**Data provided**
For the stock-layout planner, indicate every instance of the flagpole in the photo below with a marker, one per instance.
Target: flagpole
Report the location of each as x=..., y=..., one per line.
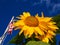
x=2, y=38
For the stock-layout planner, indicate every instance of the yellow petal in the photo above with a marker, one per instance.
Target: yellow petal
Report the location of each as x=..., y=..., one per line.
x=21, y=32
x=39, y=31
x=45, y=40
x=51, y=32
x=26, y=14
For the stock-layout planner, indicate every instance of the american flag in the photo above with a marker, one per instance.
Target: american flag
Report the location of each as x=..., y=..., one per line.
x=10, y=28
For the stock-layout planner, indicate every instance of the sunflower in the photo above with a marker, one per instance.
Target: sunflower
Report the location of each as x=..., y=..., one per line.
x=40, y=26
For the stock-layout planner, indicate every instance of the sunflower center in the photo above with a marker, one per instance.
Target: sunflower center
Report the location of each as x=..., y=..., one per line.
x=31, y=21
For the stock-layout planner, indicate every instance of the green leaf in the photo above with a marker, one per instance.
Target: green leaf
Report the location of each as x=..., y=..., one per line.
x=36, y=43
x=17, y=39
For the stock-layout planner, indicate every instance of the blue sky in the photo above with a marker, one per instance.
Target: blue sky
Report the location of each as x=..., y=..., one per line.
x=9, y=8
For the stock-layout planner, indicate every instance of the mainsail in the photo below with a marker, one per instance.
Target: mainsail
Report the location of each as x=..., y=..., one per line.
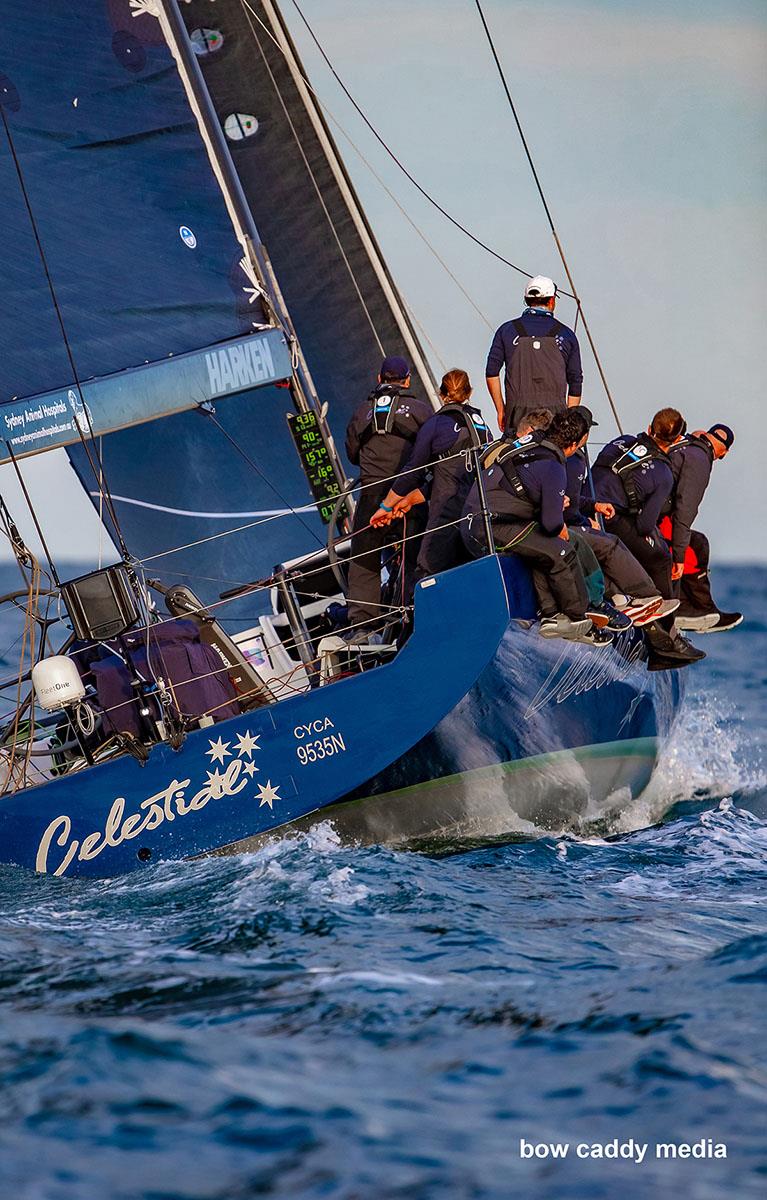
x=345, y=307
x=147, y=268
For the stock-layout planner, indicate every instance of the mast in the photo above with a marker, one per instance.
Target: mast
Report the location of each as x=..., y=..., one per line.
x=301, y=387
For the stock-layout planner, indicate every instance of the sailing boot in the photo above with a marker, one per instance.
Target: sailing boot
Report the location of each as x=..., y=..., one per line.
...
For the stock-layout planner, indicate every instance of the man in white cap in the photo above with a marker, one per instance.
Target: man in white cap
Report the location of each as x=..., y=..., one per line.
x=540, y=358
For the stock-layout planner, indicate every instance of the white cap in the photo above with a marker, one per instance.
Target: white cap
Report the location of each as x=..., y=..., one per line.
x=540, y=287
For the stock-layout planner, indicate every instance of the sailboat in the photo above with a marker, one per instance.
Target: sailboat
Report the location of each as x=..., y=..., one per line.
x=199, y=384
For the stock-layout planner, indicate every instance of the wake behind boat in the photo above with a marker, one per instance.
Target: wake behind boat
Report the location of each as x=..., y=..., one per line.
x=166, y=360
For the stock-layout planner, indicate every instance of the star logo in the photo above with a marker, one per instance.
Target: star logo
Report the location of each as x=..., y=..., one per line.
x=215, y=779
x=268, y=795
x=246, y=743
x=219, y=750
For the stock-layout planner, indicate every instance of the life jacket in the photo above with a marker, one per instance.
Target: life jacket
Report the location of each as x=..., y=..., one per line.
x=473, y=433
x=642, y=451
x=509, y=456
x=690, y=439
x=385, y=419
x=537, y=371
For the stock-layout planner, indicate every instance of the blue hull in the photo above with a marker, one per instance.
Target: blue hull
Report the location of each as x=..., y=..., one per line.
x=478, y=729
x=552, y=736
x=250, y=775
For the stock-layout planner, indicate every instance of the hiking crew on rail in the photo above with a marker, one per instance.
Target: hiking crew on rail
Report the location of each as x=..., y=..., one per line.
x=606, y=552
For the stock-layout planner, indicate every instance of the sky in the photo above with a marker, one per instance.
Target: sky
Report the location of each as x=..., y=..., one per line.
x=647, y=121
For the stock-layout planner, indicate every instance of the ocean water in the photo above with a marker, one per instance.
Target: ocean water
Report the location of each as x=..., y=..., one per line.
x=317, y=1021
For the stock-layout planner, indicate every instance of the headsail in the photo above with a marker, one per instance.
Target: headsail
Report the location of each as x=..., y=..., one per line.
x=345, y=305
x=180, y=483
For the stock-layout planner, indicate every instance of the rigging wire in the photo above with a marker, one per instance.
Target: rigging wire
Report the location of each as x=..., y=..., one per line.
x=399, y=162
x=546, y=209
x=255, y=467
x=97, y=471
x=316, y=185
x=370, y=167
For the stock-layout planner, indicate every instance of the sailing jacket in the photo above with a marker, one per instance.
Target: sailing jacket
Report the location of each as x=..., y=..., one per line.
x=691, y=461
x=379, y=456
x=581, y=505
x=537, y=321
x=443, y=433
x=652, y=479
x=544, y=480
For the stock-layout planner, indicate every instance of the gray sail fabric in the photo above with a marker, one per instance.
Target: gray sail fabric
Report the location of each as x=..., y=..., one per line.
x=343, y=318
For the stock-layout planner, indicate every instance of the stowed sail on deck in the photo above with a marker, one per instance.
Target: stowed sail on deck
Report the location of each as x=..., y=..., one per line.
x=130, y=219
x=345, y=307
* * *
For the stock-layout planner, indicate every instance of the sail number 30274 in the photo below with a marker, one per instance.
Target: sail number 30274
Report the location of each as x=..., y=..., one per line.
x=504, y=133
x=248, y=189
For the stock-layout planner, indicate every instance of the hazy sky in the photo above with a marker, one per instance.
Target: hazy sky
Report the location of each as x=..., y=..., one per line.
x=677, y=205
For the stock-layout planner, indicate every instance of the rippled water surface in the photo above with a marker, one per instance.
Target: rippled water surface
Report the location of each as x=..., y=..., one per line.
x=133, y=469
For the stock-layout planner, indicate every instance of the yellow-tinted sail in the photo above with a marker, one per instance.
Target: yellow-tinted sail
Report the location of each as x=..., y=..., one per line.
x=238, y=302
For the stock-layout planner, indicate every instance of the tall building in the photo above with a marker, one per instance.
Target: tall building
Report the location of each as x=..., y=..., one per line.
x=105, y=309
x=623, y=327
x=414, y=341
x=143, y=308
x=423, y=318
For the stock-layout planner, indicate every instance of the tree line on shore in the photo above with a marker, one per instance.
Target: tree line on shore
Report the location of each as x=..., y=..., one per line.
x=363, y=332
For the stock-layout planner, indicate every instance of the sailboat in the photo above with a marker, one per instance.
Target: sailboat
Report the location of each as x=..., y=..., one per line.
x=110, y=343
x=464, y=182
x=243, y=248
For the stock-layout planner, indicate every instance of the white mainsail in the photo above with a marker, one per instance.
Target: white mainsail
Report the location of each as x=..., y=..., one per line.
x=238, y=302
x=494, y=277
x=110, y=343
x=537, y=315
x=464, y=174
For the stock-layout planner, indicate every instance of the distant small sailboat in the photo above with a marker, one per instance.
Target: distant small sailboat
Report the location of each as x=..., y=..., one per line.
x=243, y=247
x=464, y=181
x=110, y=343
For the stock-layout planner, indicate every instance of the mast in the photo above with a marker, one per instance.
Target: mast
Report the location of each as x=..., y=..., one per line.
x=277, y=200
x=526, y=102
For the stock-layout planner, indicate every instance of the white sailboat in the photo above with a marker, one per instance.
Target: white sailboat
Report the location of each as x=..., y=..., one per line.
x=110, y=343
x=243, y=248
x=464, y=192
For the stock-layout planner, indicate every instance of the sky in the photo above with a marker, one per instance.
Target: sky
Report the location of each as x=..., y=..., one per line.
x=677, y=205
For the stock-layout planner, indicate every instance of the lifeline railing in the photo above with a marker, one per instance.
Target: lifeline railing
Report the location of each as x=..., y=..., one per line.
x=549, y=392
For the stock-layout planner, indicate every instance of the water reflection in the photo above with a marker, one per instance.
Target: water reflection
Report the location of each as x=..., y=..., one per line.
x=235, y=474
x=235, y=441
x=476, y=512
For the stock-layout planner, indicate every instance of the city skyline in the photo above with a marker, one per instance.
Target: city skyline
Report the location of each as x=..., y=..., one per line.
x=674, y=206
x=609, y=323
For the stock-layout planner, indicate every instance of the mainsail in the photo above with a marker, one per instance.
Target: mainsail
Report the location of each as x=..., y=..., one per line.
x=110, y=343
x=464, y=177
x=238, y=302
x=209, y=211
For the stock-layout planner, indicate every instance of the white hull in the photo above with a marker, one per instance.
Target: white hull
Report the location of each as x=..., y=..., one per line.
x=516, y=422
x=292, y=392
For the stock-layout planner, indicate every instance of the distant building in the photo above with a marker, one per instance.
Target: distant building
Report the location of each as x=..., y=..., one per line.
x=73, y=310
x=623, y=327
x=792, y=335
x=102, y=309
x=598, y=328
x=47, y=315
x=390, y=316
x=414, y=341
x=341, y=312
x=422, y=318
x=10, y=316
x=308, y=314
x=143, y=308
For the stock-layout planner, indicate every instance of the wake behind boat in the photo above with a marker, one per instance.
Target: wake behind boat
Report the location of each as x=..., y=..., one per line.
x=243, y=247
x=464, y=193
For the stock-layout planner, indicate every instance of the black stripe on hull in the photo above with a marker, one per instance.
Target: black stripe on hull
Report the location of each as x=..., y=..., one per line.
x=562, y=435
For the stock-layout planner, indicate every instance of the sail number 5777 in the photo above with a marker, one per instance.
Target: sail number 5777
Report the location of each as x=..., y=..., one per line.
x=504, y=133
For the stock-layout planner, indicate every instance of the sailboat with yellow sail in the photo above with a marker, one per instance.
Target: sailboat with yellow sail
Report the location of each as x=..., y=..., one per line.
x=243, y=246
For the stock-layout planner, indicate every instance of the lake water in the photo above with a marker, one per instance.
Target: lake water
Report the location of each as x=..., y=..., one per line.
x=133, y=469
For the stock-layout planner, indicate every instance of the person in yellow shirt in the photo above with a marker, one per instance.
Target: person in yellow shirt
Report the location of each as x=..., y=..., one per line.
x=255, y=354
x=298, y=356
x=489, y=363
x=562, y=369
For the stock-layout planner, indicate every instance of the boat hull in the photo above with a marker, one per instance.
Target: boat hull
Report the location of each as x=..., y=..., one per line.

**What you should do**
Copy the lines above verbatim, from the line containing "the white cap" through the line containing "x=606, y=552", inclusive.

**Result**
For the stock-layout planner, indicate every instance of the white cap in the photo above with a marker, one per instance.
Target: white cap
Report the location of each as x=..., y=..., one per line.
x=540, y=287
For the stock-layout planner, indicate every instance of the sailboat in the photo above with a marker, one per instance.
Target: sailboat
Report the location of each as x=..., y=..., one per line.
x=199, y=384
For the stock-layout planner, indicate every instance of the wake behind boat in the photo above with a marker, one per instance.
Target: wake behind boat
Report the location of each as x=..., y=..., one per line.
x=166, y=360
For the stock-layout planner, indicate every instance of the star logo in the photo above with a marker, one per instance.
Target: star logo
Report the location of each as x=..., y=..., one per line.
x=215, y=779
x=268, y=795
x=246, y=743
x=219, y=750
For the stock-layout planner, indicate every instance of the life jacket in the photo above with a marker, one per instance.
Target: life jacket
Report the location of each as x=..., y=..., one per line.
x=473, y=433
x=642, y=451
x=509, y=456
x=690, y=439
x=385, y=419
x=537, y=371
For the stock-layout planner, indicate every instance of the blue hull in the photo above with a marker, one per instance.
Target: blue hull
Report the location of each as x=..., y=..., one per line.
x=478, y=729
x=552, y=736
x=250, y=775
For the stock-layout planner, indicate every instance of the hiking crew on rail in the photo above with a marker, one per instance.
Target: hiking crew on rail
Report the location of each as x=..., y=..., one per line.
x=606, y=552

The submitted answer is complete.